Work request
Your answer must be the full set of records, repeated exactly.

Data entries:
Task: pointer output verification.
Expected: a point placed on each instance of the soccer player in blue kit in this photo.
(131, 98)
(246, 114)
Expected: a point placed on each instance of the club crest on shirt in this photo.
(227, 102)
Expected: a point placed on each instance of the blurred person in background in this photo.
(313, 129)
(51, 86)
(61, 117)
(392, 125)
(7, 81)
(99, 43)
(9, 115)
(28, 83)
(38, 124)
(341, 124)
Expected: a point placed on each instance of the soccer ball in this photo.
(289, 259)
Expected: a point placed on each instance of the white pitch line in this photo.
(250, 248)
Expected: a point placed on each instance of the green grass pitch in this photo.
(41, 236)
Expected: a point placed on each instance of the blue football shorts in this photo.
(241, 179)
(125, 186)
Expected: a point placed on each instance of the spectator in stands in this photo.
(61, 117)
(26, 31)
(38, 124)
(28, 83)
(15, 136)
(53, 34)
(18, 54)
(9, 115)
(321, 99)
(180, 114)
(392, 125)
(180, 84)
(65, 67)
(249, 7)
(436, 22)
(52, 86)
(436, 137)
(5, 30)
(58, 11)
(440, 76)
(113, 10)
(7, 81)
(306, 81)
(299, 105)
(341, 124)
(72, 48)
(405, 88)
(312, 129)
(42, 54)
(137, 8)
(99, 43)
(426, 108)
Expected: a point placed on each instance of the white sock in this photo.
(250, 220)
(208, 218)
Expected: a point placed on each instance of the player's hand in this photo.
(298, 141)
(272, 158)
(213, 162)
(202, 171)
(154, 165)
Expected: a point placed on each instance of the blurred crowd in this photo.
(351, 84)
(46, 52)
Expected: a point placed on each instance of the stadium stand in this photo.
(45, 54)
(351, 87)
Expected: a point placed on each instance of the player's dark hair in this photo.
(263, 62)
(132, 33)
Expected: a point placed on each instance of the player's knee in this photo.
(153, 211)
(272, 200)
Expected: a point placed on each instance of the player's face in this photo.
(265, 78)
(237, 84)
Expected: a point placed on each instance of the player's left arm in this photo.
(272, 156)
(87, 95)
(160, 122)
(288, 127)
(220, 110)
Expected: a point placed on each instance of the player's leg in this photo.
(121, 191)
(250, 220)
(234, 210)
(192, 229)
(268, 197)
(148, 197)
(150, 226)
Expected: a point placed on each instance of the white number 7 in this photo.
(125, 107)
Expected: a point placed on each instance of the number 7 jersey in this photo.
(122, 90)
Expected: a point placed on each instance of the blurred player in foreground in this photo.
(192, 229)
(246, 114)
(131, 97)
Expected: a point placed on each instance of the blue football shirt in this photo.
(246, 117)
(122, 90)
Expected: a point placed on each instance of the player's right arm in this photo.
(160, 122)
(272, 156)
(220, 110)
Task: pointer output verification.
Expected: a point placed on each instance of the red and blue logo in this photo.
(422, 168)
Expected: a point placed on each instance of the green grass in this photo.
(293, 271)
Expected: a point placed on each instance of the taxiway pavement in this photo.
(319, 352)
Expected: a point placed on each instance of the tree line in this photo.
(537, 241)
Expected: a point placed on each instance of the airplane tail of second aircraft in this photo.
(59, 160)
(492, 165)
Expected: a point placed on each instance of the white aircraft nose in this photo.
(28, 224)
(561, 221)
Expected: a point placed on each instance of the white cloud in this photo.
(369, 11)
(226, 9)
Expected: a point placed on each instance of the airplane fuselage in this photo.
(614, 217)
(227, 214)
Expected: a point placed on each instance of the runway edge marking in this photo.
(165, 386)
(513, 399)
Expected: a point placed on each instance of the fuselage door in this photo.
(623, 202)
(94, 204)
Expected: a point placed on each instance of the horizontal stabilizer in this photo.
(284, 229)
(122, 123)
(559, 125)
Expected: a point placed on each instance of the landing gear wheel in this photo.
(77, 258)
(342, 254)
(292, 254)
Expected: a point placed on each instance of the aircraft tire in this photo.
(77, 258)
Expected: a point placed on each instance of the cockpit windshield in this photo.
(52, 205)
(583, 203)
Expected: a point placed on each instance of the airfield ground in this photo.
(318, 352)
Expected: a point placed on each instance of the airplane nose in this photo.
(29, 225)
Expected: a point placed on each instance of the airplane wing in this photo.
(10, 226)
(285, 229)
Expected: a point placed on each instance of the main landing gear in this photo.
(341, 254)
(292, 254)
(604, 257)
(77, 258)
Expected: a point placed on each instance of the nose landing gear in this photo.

Result of this task
Task: pointer output verification.
Expected: a point placed on each instance of the soccer player in blue kit in this photo.
(131, 98)
(246, 114)
Expected: a point placed on each instance of the club crest on shirt in this photo.
(227, 102)
Expected: a point placed on each instance of the blurred person in background in this photo.
(313, 129)
(51, 86)
(61, 117)
(392, 125)
(7, 81)
(99, 43)
(9, 115)
(28, 83)
(38, 124)
(341, 124)
Expected: a point placed on each instance of the soccer ball in this photo.
(289, 259)
Expected: a point placed on each instance of the white pitch line in this photo.
(250, 248)
Expected: a point placed on each instance of the green grass pitch in this photo.
(41, 236)
Expected: a point placed on each instance of the blue football shorts in this photo.
(241, 179)
(125, 186)
Expected: a point placed on each instance of the spectator in stands in this photo.
(61, 117)
(26, 31)
(38, 124)
(28, 83)
(15, 136)
(53, 34)
(18, 54)
(9, 115)
(321, 99)
(180, 114)
(392, 125)
(180, 84)
(65, 67)
(249, 7)
(436, 22)
(52, 86)
(436, 137)
(5, 30)
(58, 11)
(440, 76)
(113, 10)
(7, 81)
(306, 81)
(299, 105)
(341, 124)
(72, 48)
(405, 88)
(312, 129)
(42, 54)
(137, 8)
(99, 43)
(426, 108)
Expected: a point placed on each instance of the white sock in this photo.
(250, 220)
(208, 218)
Expected: a point placed on each instance of the player's hand in this photo.
(298, 141)
(272, 158)
(213, 162)
(202, 171)
(154, 165)
Expected: a point placed on each instance of the blurred crowd in this photo.
(351, 84)
(46, 52)
Expected: a point placed on each instance of the stadium stand in this photo.
(45, 54)
(351, 87)
Expected: a point placed on each instance of the player's dark hair in this photo.
(263, 62)
(132, 33)
Expected: a point placed on each instance of the player's knee in this photo.
(153, 211)
(272, 200)
Expected: a point placed on each instance of the player's face in this photo.
(265, 78)
(237, 84)
Expected: a point placed on each instance of the player's left arm in this photo.
(272, 156)
(87, 95)
(160, 122)
(288, 127)
(220, 110)
Expected: a point placed on each instance of the player's leg in this photo.
(121, 191)
(250, 220)
(234, 210)
(192, 229)
(268, 197)
(148, 197)
(150, 226)
Expected: a point placed on each instance of the white number 7 in this photo.
(125, 107)
Expected: a point placed on each instance of the number 7 jersey in this photo.
(122, 90)
Expected: a point placed on each instance of the blurred player in foreground in this photo.
(192, 229)
(246, 114)
(131, 97)
Expected: a point placed on each instance of the blue football shirt in this photo.
(246, 117)
(122, 90)
Expected: a point placed on each instance of the player's right arm in this photo.
(160, 122)
(272, 156)
(220, 110)
Task: pointer output verification.
Expected: a point placed on each instance of the red and blue logo in this photo.
(422, 168)
Expected: a point placed on each instance of the green grass in this photo.
(293, 271)
Expected: a point placed on each instance of the taxiway pavement in this photo.
(319, 352)
Expected: a point placed on each instance of the tree line in this photo.
(537, 241)
Expected: a point placed on each instance of the airplane tail of second aircraft in this photo.
(59, 160)
(492, 165)
Expected: a point placed on each instance of the white aircraft nose in this photo.
(28, 224)
(561, 221)
Expected: a point placed on each instance of the white cloud in this photo.
(369, 11)
(226, 9)
Expected: a point placed on each instance of the airplane fuselage in this photo.
(614, 217)
(227, 214)
Expected: a point placed on each instance of the runway edge marking in this photo.
(165, 386)
(513, 399)
Expected: a point placed on each instance of the fuselage door in this photo.
(623, 202)
(94, 204)
Expected: a point placed on each instance of the horizontal stabilizer in this photo.
(284, 229)
(122, 123)
(559, 125)
Expected: a point placed on each instance of the landing gear wheel in this photo.
(77, 258)
(342, 254)
(292, 254)
Expected: a point placed on each instance of the aircraft tire in this photo.
(77, 258)
Expected: a point placed on each instance of the cockpit windshield in this photo.
(52, 205)
(583, 203)
Expected: a point placed on each instance of the airfield ground in this photo.
(318, 352)
Expected: a point placed on each instance of the airplane nose in this photo.
(29, 225)
Expected: a point placed on each instance of the airplane wing in this photo.
(10, 226)
(285, 229)
Expected: a point placed on each instance of the main landing gear in this photo.
(341, 254)
(292, 254)
(604, 257)
(77, 258)
Expected: a point placed on each instance of the nose landing gear in this photo.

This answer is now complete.